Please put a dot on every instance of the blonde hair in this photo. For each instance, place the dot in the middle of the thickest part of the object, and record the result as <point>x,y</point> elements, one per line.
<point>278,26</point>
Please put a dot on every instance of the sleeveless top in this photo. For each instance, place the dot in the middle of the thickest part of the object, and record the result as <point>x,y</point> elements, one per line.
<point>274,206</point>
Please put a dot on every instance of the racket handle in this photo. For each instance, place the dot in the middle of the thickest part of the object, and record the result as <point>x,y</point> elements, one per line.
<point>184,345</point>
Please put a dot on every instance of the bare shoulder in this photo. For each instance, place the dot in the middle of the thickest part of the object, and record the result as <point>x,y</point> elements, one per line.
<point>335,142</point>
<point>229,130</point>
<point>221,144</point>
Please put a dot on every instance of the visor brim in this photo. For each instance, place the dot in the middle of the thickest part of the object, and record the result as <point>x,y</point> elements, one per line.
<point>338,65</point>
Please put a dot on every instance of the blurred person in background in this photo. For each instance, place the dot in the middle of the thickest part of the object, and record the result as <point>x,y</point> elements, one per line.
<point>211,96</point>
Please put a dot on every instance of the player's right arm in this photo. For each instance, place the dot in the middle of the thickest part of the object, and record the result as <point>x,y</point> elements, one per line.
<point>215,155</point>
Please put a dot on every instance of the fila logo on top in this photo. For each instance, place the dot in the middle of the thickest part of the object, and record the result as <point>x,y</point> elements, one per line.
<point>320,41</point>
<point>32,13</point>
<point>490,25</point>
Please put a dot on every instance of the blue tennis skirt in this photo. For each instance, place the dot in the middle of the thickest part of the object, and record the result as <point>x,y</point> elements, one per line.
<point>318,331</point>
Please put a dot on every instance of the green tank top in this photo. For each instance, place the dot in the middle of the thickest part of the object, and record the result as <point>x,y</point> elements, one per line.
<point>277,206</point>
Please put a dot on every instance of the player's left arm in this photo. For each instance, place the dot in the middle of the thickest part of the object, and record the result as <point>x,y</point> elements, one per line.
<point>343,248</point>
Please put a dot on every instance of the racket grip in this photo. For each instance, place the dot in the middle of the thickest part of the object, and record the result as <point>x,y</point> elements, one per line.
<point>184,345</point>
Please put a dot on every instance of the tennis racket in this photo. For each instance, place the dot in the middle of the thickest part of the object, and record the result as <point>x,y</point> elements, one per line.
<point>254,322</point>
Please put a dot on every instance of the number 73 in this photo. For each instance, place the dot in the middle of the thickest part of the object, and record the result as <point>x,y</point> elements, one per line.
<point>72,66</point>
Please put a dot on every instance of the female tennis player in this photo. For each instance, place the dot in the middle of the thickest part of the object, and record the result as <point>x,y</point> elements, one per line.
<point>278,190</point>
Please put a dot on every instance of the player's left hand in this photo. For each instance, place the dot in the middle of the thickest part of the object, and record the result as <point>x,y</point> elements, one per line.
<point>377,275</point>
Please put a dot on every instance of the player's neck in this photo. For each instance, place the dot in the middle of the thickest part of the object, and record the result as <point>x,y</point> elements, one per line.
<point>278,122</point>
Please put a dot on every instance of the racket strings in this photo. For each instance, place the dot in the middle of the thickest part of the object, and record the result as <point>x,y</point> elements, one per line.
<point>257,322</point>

• Exercise directions:
Repeat the listing exactly, from its first line to its last.

• The answer:
Please put a dot on every instance of the blonde hair in this photo. For each instance, place the dot in the middle of the thickest part of the object, and record the result as <point>x,y</point> elements, one per line.
<point>278,26</point>
Please put a dot on every instance of the sleeveless top in this photo. For each instance, place the dot in the middle of the thickest part of the object, and record the result as <point>x,y</point> elements, one per line.
<point>274,206</point>
Please put a dot on every instance of the racket handle in this photo. For each instance, place the dot in the middle of the thickest part of the object, and record the result as <point>x,y</point> elements, one per line.
<point>184,345</point>
Please put a dot on every instance of the bare shoulder in this photo. For each instance, place the dot in the middle of the thickest part of the object, and record the result as <point>x,y</point> elements, one per line.
<point>335,142</point>
<point>229,130</point>
<point>221,144</point>
Please put a dot on every instance of the visor brim in this photo. For each instance, place the dot in the middle of the thickest part of the object, and record the result as <point>x,y</point> elements, one per line.
<point>338,65</point>
Please put a dot on every instance of the blurred person in background in this photo. For each instance, place the dot in the middle of the thickest part of the object, and record the result as <point>x,y</point> elements, one per line.
<point>211,96</point>
Please put a dot on every instance of the player's right arm in this photo. For each instance, place the dot in the middle of the thickest part of the object, and record the result as <point>x,y</point> elements, one per line.
<point>215,155</point>
Please put a dot on every instance of the fila logo on top in this photo. For each instance, place the dot in the middle of the thickest part of the object, and record the result as <point>x,y</point> elements, one per line.
<point>320,41</point>
<point>32,13</point>
<point>490,25</point>
Please put a dot on every instance of the blue tennis skirt in this photo. For each instance, place the dot in the middle of the thickest part of the object, and record the result as <point>x,y</point> elements, one per line.
<point>318,331</point>
Please put a dot on every instance of the green tank top in this photo. For each instance, place the dot in the middle of the thickest part of the object, and record the result as <point>x,y</point> elements, one per line.
<point>277,206</point>
Please put a dot on every instance of the player's left arm in this photo. For each instance, place the dot in the middle of the thickest part of the object, and record the result as <point>x,y</point> elements, one per line.
<point>343,248</point>
Please put a dot on every instance of the racket grip in this photo. For each instance, place the dot in the middle of the thickest part of the object, and record the result as <point>x,y</point> elements, one per line.
<point>184,345</point>
Please put a dot on every instance of the tennis racket in this photo. For each instance, place the dot in the middle of the thickest part of the object, and record the result as <point>x,y</point> elements, one per line.
<point>254,322</point>
Please put a dot on every instance of the number 73 in this photo. For each instance, place the dot in the middle of the thickest part of the object, and record the result as <point>x,y</point> elements, one per line.
<point>72,66</point>
Please put a dot on every instance of the female tennis player in this photo. For each instance, place the dot in the middle of the thickest part of the object, and record the result as <point>x,y</point> elements, one per line.
<point>278,190</point>
Please put a dot on every instance of the player's left hand in this photo. For each instance, place the dot in the middle of the thickest part of the object, and record the result as <point>x,y</point> elements, one per line.
<point>377,275</point>
Please put a dot on every instance of the player's neck in this photo. For each instance, place the dot in the middle of the thickest part of the object, and record the result as <point>x,y</point> elements, one per line.
<point>278,122</point>
Please put a dot on every instance of the racket strings in this photo. For each instance, place the dot in the middle of the thickest part of the object, and record the result as <point>x,y</point> elements, one per line.
<point>257,322</point>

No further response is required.